[Coordinate annotation records]
━━━━━━━━
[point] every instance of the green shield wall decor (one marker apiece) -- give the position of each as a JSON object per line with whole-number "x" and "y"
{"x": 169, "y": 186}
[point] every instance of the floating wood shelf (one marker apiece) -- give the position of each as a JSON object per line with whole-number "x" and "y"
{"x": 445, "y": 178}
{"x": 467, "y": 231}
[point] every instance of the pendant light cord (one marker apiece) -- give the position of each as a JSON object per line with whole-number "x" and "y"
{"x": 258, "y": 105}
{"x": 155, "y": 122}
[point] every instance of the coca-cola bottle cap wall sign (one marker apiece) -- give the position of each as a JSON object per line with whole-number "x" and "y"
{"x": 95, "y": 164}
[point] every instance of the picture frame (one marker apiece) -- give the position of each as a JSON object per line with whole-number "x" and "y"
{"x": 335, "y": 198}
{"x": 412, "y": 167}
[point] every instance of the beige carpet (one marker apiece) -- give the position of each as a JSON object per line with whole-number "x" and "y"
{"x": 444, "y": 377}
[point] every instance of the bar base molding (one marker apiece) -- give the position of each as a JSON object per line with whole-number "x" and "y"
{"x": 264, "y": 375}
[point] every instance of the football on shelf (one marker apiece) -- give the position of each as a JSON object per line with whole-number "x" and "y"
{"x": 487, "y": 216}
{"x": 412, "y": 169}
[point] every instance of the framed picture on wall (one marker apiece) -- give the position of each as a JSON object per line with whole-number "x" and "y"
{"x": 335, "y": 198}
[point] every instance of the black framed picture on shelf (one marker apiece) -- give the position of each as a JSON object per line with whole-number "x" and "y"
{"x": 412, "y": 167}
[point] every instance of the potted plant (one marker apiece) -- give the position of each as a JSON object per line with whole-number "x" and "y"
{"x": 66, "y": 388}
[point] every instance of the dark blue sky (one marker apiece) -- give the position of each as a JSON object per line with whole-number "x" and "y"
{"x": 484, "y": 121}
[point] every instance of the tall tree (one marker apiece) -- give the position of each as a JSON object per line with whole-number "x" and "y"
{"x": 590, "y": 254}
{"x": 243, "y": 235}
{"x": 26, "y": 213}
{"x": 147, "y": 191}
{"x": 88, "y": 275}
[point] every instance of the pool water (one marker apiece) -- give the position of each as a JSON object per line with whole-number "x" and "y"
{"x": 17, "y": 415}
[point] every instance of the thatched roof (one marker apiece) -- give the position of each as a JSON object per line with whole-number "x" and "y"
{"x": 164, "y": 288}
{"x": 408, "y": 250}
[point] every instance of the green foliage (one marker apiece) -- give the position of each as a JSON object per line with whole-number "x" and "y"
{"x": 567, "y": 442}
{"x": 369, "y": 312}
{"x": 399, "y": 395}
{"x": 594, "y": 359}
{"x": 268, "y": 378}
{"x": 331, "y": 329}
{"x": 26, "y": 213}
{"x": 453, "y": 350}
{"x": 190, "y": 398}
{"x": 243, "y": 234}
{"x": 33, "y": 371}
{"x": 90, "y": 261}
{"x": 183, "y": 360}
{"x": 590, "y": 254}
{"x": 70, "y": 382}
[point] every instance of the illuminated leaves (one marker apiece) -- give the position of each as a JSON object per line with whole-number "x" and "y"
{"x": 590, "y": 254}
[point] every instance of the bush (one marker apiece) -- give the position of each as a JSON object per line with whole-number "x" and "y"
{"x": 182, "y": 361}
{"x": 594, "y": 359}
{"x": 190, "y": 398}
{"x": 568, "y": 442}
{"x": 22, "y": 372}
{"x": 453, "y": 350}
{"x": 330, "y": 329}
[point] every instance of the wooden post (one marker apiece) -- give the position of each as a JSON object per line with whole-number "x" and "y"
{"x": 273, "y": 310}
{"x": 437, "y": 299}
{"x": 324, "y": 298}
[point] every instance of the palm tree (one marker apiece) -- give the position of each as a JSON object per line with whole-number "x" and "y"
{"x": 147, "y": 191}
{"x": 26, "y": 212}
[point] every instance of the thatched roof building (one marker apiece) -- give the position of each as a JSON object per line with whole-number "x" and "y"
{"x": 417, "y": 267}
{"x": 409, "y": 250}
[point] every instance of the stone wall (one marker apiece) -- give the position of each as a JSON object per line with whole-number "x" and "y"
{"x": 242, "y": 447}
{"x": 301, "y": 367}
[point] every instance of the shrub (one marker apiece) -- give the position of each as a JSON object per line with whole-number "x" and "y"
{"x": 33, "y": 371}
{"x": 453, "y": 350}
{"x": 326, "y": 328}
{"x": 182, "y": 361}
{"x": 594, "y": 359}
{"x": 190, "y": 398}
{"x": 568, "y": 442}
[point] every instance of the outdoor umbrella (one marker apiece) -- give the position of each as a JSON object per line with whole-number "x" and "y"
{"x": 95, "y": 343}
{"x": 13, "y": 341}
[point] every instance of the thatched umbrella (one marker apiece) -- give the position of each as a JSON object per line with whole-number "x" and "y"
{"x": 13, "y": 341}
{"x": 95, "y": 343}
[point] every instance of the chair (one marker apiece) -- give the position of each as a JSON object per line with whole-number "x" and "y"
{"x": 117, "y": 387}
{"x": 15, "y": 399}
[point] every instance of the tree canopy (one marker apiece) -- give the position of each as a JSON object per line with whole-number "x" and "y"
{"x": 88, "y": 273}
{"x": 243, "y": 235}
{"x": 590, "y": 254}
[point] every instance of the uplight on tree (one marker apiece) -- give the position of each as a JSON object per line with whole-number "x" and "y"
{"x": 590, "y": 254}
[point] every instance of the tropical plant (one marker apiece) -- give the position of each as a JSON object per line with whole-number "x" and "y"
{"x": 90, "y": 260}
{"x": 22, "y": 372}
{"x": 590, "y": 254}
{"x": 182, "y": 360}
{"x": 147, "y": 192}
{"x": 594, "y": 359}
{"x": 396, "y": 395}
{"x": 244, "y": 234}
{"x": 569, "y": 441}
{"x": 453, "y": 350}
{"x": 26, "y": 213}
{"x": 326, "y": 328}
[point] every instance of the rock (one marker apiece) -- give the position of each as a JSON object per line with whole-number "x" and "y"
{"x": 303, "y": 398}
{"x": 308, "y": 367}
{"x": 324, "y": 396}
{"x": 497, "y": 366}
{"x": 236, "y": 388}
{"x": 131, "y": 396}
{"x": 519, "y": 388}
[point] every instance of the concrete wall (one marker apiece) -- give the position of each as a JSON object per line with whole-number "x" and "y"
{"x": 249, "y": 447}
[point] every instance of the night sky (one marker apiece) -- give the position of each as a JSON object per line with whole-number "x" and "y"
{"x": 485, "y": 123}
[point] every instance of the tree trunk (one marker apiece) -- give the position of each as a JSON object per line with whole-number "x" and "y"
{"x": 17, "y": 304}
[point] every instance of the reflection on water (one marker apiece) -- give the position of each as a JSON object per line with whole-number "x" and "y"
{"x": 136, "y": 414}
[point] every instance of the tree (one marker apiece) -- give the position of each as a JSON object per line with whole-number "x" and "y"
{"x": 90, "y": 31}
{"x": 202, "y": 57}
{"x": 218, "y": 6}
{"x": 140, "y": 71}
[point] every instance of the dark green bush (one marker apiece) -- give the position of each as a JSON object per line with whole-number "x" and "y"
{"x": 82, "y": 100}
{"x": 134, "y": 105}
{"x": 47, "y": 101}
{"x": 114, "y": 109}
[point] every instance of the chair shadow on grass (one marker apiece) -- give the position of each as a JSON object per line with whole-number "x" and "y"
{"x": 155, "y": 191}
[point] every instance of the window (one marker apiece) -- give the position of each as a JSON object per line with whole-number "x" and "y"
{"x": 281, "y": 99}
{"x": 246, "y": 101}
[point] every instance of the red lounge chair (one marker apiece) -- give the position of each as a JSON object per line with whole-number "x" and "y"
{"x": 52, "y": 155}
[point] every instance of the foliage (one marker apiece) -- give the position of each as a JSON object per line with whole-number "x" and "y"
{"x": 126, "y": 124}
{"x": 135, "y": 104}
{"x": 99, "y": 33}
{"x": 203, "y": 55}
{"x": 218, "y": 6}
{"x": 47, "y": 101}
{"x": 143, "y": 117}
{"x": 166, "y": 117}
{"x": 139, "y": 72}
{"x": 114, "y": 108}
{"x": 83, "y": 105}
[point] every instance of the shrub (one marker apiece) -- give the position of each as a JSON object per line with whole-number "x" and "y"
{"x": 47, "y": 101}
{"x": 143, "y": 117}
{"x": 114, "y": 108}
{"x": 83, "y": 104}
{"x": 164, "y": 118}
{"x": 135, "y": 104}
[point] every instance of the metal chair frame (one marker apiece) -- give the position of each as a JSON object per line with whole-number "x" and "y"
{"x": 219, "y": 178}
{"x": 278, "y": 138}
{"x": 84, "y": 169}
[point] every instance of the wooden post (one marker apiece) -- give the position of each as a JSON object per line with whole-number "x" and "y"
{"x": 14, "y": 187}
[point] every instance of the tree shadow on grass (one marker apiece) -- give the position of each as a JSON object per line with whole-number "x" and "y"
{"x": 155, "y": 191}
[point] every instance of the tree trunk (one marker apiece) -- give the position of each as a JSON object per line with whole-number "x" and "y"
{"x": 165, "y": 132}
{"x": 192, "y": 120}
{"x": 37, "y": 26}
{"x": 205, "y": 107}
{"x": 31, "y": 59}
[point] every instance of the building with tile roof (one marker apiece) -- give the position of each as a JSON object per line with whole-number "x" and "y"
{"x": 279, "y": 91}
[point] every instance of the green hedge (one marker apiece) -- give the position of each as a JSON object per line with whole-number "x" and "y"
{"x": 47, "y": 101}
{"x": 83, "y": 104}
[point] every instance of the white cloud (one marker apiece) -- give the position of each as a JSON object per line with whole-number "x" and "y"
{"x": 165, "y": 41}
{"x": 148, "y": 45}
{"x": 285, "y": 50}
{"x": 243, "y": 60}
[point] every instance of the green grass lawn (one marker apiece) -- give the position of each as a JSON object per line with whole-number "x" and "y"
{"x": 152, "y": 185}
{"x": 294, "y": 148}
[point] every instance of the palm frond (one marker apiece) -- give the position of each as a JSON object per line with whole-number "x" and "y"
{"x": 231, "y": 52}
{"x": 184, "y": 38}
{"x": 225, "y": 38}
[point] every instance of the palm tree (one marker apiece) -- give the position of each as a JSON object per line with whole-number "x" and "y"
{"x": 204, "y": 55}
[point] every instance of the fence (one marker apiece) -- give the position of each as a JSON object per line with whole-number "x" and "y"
━━━━━━━━
### The problem
Send back exactly the lines from the line with "[point] every instance of the tree shadow" through the end of the records.

### Correct result
[point] every instance of the tree shadow on grass (one marker apiece) -- give the position of each as a JSON object per line with whole-number "x" and "y"
{"x": 155, "y": 191}
[point] every instance of the tree trunk (one marker apiece) -- give the position of each as a JSON object per line with whole-number "x" and "y"
{"x": 165, "y": 132}
{"x": 192, "y": 120}
{"x": 37, "y": 26}
{"x": 205, "y": 107}
{"x": 31, "y": 59}
[point] every instance of the building with tile roof (one marker apiece) -- give the position of each as a JSON object per line with whole-number "x" and "y"
{"x": 279, "y": 91}
[point] every instance of the green hedge (one marker apiece) -- give the position of each as a JSON object per line with whole-number "x" and "y"
{"x": 47, "y": 101}
{"x": 83, "y": 104}
[point] every instance of the white cloud (one marker apiece) -- give the position of each as a JSON object per line with whole-number "x" and "y"
{"x": 165, "y": 41}
{"x": 148, "y": 45}
{"x": 285, "y": 50}
{"x": 243, "y": 60}
[point] every instance of the green grass lawn (one marker apiece) -- give the position of each as a JSON object per line with whole-number "x" and "y"
{"x": 152, "y": 185}
{"x": 294, "y": 148}
[point] every instance of the palm frond (one marker apiece) -- give the position of each as a JSON object per line with whole-number "x" and "y"
{"x": 231, "y": 52}
{"x": 184, "y": 38}
{"x": 225, "y": 38}
[point] every instance of the palm tree (one marker apiece) -- give the position of each as a JSON object per line with whole-number "x" and "y"
{"x": 204, "y": 55}
[point] every instance of the fence (one marker apiece) -- give the position of each as a JSON object per line with whole-number "x" and "y"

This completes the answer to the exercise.